*DIRECTIONS FOR THIS TASK:*
Search the data for the word "hair" and copy every line where it occurs.

Photo-based referring expression data
____________

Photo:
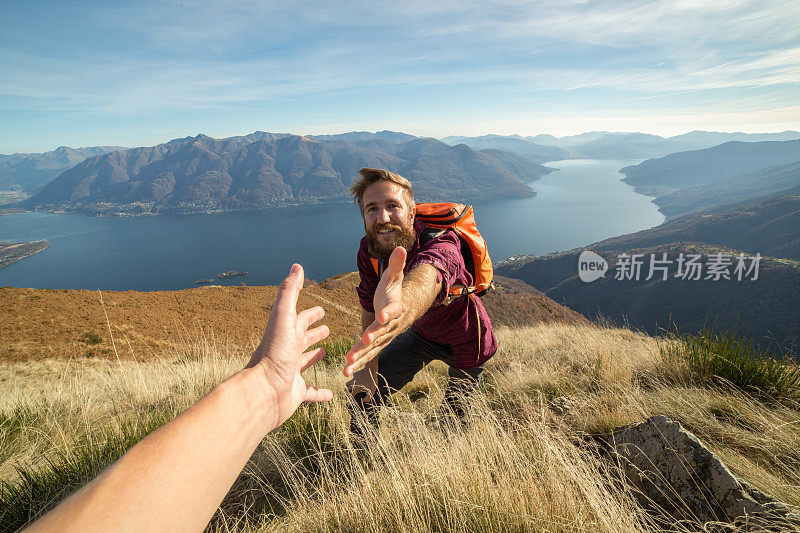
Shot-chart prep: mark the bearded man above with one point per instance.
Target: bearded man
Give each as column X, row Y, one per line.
column 404, row 317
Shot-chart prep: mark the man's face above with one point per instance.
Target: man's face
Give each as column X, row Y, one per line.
column 388, row 219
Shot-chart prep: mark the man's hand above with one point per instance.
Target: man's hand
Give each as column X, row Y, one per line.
column 390, row 316
column 282, row 352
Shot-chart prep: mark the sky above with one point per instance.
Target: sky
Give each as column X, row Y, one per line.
column 140, row 73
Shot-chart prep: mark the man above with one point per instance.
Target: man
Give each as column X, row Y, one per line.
column 405, row 320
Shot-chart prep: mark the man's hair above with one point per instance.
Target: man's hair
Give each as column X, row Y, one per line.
column 374, row 175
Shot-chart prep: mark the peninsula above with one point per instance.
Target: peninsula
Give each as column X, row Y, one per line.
column 11, row 252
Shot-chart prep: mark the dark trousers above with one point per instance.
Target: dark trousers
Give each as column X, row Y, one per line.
column 400, row 361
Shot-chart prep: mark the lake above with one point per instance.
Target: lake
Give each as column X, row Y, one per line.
column 581, row 203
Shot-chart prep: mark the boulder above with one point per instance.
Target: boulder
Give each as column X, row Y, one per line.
column 675, row 474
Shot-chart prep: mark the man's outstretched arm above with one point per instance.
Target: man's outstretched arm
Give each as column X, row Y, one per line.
column 399, row 301
column 175, row 478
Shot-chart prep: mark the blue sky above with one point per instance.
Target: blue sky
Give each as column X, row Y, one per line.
column 139, row 73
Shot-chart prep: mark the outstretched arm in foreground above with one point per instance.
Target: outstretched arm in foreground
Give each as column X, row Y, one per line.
column 175, row 479
column 399, row 301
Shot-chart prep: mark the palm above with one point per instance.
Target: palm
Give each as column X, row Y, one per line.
column 282, row 352
column 388, row 299
column 388, row 303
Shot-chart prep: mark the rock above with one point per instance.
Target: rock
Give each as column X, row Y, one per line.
column 674, row 473
column 561, row 405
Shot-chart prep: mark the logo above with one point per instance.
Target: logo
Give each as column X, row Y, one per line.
column 591, row 266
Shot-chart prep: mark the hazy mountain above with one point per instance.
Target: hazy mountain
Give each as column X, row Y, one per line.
column 534, row 152
column 203, row 174
column 696, row 140
column 385, row 135
column 765, row 309
column 620, row 145
column 30, row 172
column 569, row 140
column 696, row 167
column 725, row 193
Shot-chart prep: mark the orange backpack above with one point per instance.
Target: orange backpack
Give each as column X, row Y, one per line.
column 439, row 217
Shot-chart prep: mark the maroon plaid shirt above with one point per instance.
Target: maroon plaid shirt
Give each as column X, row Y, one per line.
column 457, row 324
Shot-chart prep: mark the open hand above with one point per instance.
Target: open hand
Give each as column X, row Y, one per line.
column 282, row 353
column 389, row 314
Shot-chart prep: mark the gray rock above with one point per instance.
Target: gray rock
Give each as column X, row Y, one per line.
column 675, row 474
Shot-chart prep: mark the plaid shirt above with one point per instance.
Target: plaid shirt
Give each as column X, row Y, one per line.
column 463, row 324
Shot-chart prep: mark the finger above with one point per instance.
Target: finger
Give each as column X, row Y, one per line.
column 397, row 261
column 289, row 290
column 311, row 357
column 371, row 336
column 314, row 394
column 315, row 335
column 356, row 360
column 309, row 316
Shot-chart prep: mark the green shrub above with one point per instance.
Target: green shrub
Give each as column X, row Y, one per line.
column 727, row 359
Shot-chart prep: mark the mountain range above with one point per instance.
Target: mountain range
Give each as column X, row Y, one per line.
column 31, row 172
column 765, row 309
column 698, row 167
column 613, row 145
column 201, row 174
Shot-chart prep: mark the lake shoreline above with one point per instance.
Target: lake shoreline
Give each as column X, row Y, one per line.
column 11, row 252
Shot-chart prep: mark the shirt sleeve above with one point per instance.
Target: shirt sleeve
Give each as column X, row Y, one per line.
column 369, row 280
column 444, row 253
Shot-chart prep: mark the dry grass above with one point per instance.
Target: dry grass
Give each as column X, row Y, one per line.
column 518, row 467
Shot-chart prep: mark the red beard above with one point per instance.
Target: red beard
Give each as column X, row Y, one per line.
column 382, row 249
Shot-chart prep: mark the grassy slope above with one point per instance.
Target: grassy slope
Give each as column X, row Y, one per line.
column 520, row 466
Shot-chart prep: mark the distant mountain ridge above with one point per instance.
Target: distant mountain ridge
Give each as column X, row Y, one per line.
column 614, row 145
column 727, row 192
column 764, row 309
column 698, row 167
column 30, row 172
column 201, row 174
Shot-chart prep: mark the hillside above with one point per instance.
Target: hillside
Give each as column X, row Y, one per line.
column 202, row 174
column 726, row 193
column 43, row 323
column 698, row 167
column 764, row 309
column 532, row 458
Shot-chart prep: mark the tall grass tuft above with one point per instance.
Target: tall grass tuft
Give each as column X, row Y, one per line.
column 726, row 359
column 39, row 488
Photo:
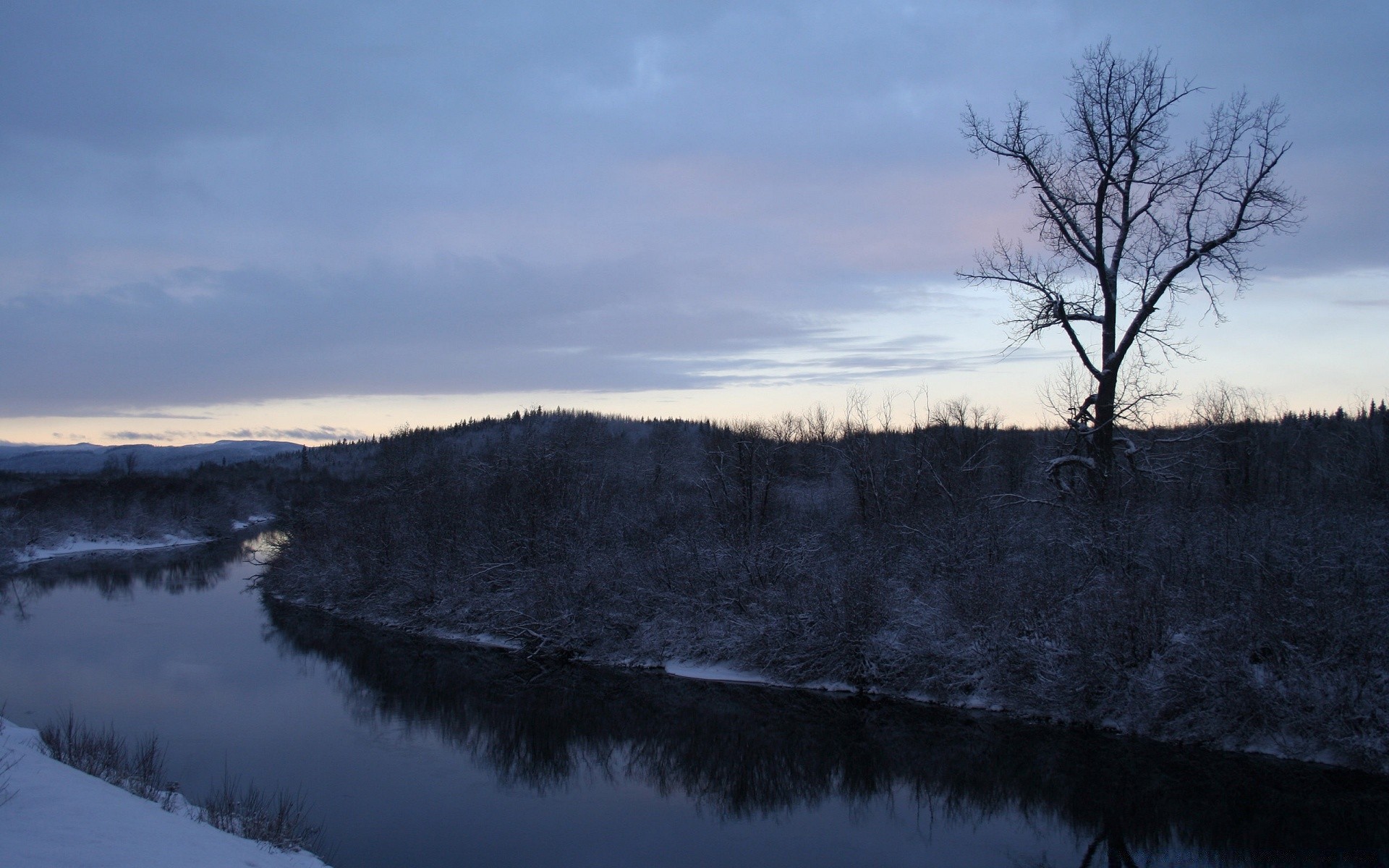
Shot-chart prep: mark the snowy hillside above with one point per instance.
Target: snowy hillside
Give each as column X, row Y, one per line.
column 89, row 457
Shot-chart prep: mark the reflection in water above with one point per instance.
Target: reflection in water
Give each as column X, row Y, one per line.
column 747, row 752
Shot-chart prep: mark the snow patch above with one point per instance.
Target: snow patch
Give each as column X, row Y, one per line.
column 250, row 521
column 715, row 671
column 75, row 545
column 63, row 817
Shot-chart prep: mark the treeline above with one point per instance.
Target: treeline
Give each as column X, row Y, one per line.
column 1231, row 590
column 43, row 510
column 744, row 753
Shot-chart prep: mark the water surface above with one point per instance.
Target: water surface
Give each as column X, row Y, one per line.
column 417, row 753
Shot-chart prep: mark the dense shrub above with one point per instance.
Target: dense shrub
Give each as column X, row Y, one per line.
column 1231, row 588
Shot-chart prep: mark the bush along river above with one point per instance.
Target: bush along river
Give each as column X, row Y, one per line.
column 422, row 753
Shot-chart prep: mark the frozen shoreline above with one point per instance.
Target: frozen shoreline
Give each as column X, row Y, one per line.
column 77, row 546
column 59, row 816
column 735, row 673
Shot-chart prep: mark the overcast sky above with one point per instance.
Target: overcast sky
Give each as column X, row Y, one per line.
column 314, row 220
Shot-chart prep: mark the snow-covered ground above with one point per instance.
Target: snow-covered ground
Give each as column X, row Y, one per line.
column 92, row 546
column 57, row 816
column 78, row 545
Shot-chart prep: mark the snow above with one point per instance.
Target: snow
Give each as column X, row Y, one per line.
column 714, row 671
column 75, row 545
column 59, row 816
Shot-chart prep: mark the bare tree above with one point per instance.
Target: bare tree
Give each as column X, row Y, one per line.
column 1129, row 223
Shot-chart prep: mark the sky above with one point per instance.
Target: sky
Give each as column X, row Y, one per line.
column 321, row 220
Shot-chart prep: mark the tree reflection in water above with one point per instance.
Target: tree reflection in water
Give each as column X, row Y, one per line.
column 755, row 752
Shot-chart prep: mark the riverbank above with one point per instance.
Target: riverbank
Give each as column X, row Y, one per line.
column 738, row 673
column 59, row 816
column 78, row 546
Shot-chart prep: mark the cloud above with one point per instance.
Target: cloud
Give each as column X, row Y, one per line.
column 208, row 203
column 320, row 434
column 454, row 327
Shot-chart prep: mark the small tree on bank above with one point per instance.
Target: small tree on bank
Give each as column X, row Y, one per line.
column 1129, row 224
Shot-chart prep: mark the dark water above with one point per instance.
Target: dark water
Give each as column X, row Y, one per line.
column 424, row 754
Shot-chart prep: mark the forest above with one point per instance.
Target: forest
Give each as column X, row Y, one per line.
column 1231, row 588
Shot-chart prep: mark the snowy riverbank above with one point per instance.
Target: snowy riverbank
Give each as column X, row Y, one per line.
column 74, row 546
column 57, row 816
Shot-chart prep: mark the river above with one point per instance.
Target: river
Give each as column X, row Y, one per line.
column 425, row 754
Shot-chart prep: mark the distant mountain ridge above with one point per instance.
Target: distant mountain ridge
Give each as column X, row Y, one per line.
column 90, row 459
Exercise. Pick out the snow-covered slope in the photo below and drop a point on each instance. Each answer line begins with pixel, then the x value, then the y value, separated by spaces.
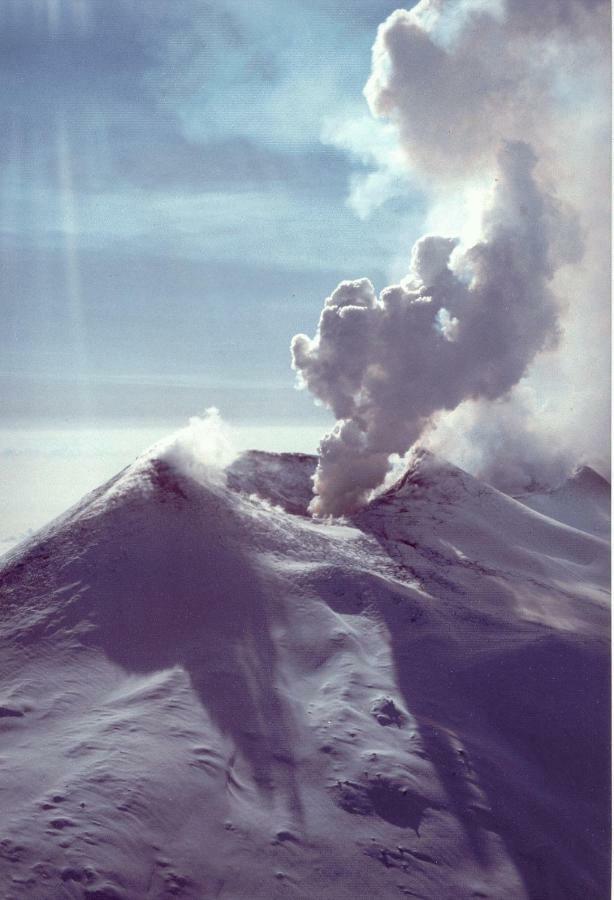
pixel 205 694
pixel 583 502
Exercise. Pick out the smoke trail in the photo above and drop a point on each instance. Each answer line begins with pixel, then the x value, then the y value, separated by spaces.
pixel 460 80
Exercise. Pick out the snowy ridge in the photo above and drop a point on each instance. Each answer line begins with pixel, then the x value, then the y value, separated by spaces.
pixel 205 695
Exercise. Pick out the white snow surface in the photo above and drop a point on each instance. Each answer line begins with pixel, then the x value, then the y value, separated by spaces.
pixel 206 694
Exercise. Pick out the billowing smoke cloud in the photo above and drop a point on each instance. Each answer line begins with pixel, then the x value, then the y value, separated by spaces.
pixel 462 81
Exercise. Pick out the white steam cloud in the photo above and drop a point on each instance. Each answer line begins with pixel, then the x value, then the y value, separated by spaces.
pixel 471 86
pixel 202 450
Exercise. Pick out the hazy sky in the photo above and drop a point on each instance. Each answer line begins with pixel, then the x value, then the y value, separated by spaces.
pixel 172 209
pixel 185 181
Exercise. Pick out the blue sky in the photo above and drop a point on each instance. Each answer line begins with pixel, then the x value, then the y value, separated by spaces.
pixel 171 214
pixel 173 210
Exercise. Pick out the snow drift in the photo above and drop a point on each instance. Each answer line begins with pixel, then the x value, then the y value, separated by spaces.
pixel 206 694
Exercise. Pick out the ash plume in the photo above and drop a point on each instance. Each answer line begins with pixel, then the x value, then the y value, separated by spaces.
pixel 464 87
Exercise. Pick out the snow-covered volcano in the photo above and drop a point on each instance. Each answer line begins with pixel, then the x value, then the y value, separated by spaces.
pixel 206 694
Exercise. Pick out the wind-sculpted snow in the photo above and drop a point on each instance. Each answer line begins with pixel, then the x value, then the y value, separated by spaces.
pixel 204 695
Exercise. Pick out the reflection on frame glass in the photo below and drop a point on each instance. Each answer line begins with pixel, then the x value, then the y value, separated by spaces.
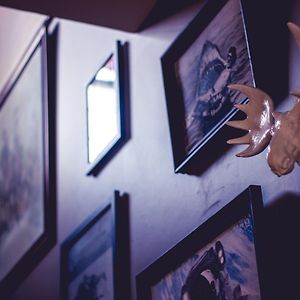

____________

*RESULT FOR THIS TASK:*
Shot-chart prep: mark the man's hair above with one point per instance.
Target: man's hair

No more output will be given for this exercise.